___ Supplied passage
Archive for April, 2009
Managing Family Life
Tuesday, April 28th, 2009 | Family Life | No Comments
Have you got too many balls in the air like I do?
Being a parent these days often means being pulled in a million directions at once. Maybe both parents work outside the home or you’re a single parent trying to make ends meet. A typical day might be this: waking up tired, scarfing down breakfast, getting dressed, finishing homework from the night before, and hurrying yourself and the kids out the door for work and school. If you’re lucky, everyone arrives on time. Then you’re faced with meetings, project deadlines, and a rush home to pick up the kids, have dinner together, go out for lessons or complete homework, and get to bed to do it all again tomorrow. Phew!
A father once asked me with dismay, “How do I make the time to really connect with my kids?”
We all have 24 hours in every day. What we do with that time is up to us. What do you choose? Here’s a place to start.
1) What qualities do I want to see in my children when they are adults?
2) Now, take all those qualities and values and re-write them as “I value ________.”
For example, “I value honesty.” or “I value meaningful and satisfying work.”
3) Tweak your statements in #2 and re-write them as “I choose to ____(one realistic action)___ because I value ___(from #2)___.”
For example, “I choose to speak the truth because I value honesty.” or “I choose to do work that brings me joy and satisfaction because I value meaningful and satisfying work.” Be as specific as possible. Try something like, “I choose to wash the dishes to music after dinner because I value being able to have clean dishes when I need them and have fun at the same time.”
______
● **What you need to do**:
1. Translate this sentence from the post on managing family life into Spanish: "Being a parent these days often means being pulled in a million directions at once."
2. Carry on the post on managing family life from its final sentence, in the same voice.
___ Given entries
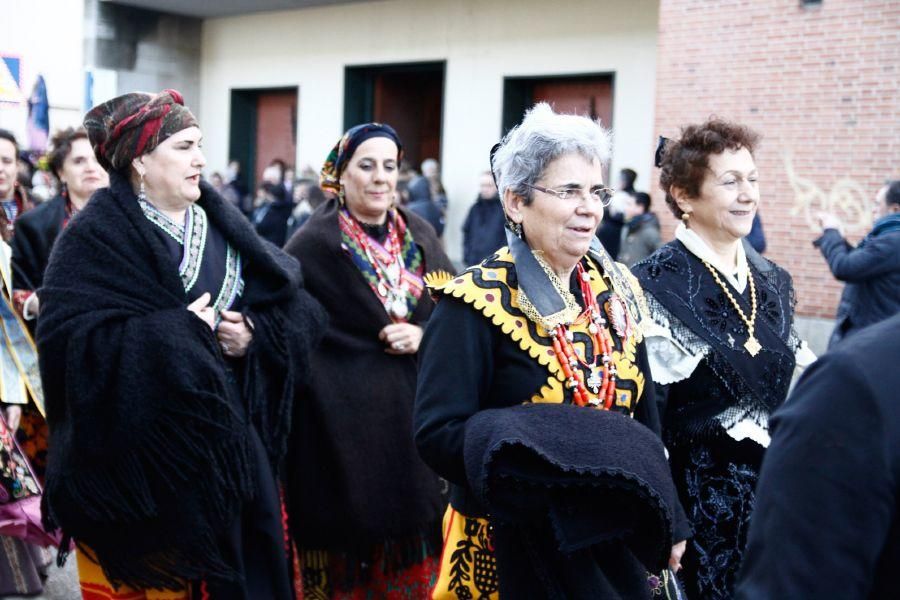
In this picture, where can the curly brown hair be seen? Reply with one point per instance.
(61, 145)
(685, 161)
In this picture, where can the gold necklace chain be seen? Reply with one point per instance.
(752, 344)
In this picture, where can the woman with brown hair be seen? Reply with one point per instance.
(365, 509)
(721, 341)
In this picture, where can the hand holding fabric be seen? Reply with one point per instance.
(401, 338)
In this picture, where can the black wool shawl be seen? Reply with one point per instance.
(149, 458)
(354, 476)
(581, 500)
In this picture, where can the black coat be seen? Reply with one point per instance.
(36, 231)
(872, 275)
(827, 517)
(354, 477)
(149, 460)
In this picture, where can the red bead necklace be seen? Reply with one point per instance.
(602, 380)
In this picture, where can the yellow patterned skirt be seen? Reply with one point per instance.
(95, 585)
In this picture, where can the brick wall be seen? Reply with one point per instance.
(820, 83)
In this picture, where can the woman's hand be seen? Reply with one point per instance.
(234, 334)
(13, 417)
(675, 558)
(401, 338)
(202, 309)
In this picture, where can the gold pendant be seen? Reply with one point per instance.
(752, 345)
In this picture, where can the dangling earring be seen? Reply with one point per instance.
(142, 191)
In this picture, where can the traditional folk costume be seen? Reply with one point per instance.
(22, 564)
(507, 332)
(164, 454)
(364, 508)
(724, 346)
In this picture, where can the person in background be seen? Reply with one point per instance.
(171, 339)
(273, 206)
(236, 189)
(610, 230)
(871, 270)
(757, 237)
(542, 342)
(640, 232)
(216, 181)
(422, 203)
(363, 507)
(826, 522)
(23, 566)
(484, 230)
(72, 161)
(308, 196)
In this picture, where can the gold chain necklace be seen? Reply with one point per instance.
(752, 344)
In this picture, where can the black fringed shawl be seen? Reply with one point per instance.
(148, 457)
(355, 479)
(728, 377)
(581, 500)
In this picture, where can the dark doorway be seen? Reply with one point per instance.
(588, 95)
(263, 127)
(409, 97)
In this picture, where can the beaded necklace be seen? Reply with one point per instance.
(390, 288)
(602, 378)
(752, 344)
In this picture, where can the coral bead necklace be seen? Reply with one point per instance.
(602, 379)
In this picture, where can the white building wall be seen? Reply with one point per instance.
(481, 41)
(48, 35)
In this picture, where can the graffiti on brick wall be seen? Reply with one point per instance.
(846, 198)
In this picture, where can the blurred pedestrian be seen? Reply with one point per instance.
(640, 232)
(871, 270)
(484, 230)
(364, 508)
(537, 357)
(190, 335)
(721, 342)
(14, 198)
(23, 566)
(826, 522)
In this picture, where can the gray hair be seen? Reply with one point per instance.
(542, 137)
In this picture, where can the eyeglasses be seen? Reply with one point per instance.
(601, 194)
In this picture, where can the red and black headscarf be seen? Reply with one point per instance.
(134, 124)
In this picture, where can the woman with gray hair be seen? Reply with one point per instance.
(548, 497)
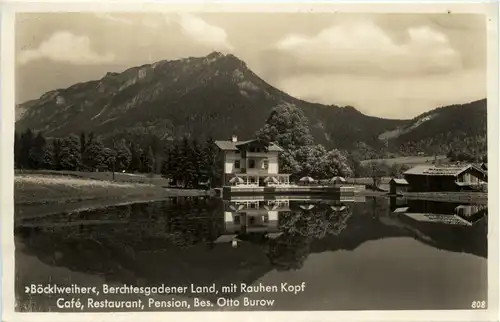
______
● **Response list**:
1. Ser padre o madre hoy en día a menudo significa que tiran de uno en un millón de direcciones a la vez.

2.
4) What are you going to do to hold yourself accountable and do what you say you want to do?
5) Driving in the fast lane all the time deprives us of our creativity and access to our inner wisdom. When our brains get rest, they function better. Take time to rest, do something you enjoy for yourself, and say “no” to tasks that don’t serve your values.
Today, I had a day of silence for myself. I feel refreshed and rested. I’m writing this blog while sitting outside with the kids. My head is clear. Just so you know, I’m not always living in balance. Just last week, I felt out of control. So, I took the time to discern what tasks bring me joy and which ones drain me. I got some coaching to help me see my needs with eyes of an objective observer. After a few changes in my schedule, I’m living more in balance. That’s why I took this day of silence.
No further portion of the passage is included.